Problems to work on:
a) Name every area in which the text on the Labour left and the 42 Days vote says the left has achieved nothing since the 90s.
b) Answer these questions from the text on the Labour left and the 42 Days vote:
(i) How many Labour MPs rebelled against the 42 Days Vote?
(ii) Whose absence from the list of rebels does the text point out?
(iii) In which decade were the left's last tangible achievements?
c) Carry on the piece about the Labour left and the 42 Days vote, starting after its final sentence.
____ Text shown
42 Days and the Labour Left
The following 36 Labour MPs rebelled against the 42 Days Vote:
Diane Abbott; Richard Burden; Katy Clark; Harry Cohen; Frank Cook; Jeremy Corbyn; Jim Cousins; Andrew Dismore; Frank Dobson; David Drew; Paul Farrelly; Mark Fisher; Paul Flynn; Neil Gerrard; Ian Gibson; Roger Godsiff; John Grogan; Dai Havard; Kate Hoey; Kelvin Hopkins; Glenda Jackson; Lynne Jones; Peter Kilfoyle; Andrew MacKinlay; Bob Marshall-Andrews; John McDonnell; Michael Meacher; Julie Morgan; Chris Mullin; Douglas Naysmith; Gordon Prentice; Linda Riordan; Alan Simpson; Emily Thornberry; David Winnick; Mike Wood.
Note the abscence of one particular figure from this list: Jon Cruddas, erstwhile rising star of the Party left.
That left-wing of the Labour Party needs to wake up and realise how impotent it’s become. Nobody listens to them anymore. Their last tangible achievements were in the 90s with the minimum wage and devolution; since then, nothing. Not on Iraq, not on civil liberties, not on privatisation. They claim they stay in the party because it’s the only way they’ll have influence - but they have no influence in the party.
________
____ Data supplied
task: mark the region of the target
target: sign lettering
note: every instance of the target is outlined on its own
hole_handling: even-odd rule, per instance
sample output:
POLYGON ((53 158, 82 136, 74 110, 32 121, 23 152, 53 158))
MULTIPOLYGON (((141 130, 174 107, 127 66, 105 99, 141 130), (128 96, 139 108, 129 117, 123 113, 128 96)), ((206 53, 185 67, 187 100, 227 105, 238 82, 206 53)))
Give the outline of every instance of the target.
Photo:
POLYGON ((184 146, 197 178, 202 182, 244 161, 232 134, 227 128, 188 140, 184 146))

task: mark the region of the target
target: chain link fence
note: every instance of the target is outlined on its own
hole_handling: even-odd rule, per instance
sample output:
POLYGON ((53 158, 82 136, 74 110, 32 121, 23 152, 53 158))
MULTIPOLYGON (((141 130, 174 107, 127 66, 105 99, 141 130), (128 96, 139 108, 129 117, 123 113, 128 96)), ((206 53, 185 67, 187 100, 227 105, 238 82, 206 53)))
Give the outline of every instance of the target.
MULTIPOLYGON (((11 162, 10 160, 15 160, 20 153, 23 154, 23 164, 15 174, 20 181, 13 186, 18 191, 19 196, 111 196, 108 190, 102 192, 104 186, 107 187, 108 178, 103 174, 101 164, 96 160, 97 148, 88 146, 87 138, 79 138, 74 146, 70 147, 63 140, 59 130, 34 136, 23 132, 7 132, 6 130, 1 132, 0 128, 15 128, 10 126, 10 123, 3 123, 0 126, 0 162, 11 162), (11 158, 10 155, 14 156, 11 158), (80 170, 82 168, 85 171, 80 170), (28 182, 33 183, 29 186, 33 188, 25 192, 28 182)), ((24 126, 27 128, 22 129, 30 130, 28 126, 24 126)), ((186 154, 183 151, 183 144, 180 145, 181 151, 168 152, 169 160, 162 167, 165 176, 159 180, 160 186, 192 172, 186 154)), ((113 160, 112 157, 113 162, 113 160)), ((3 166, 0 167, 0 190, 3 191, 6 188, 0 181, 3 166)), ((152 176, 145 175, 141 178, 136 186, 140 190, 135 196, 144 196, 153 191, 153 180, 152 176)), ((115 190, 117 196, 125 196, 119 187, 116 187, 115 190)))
________
Responses to the exercise:
a) Iraq, civil liberties, privatisation

b)
(i) 36
(ii) Jon Cruddas
(iii) The 90s

c)
The government went over their heads today by cutting a deal with the DUP. Those with power in the party would now prefer to deal with a party consisting of conservative nationalists and religious extremists than with secular, socially liberal democratic socialists. And now even their usual allies in the Compass group MPs and Jon Cruddas abandoned them for fear of the whips today.
Shouldn’t that tell the Labour-left something? It has no influence; New Labour stopped listening when it realised how responsive MPs were to threats from the Whips. If it ever wants that power back, there would need to be a grassroots revolution in the party. Activists and constituency parties would need to seize power back from the creaking and undemocratic hierarchy and deselect MPs who voted for measures like this. They’d have to deselect them, find suitable candidates and win the constituency for that new face. And this in the face of great pressure from the national machine that hands out funding and support. Can you imagine how fast that funding would dry up if local activists deselected one of Gordon’s favourite faces and replaced them with a snarling (yet wonderfully bearded) socialist calling for his immediate impeachment for economic heresy? The cash would just go (if, of course, it’s not already gone to pay off the party’s debts…). So - the revolution could happen, but it’d be slow.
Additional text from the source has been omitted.